◆ **Task description**: In the records below, switch every "silver belt buckle" to "brass belt buckle" and give the lines again with nothing else changed.

────────

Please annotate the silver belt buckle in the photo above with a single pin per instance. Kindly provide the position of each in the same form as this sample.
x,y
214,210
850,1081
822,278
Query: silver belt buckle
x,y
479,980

────────

◆ **Exercise result**:
Please annotate the brass belt buckle in the photo above with a single pin per instance. Kindly provide the position of each in the same form as this sample.
x,y
214,210
850,1081
822,278
Query: brass belt buckle
x,y
479,980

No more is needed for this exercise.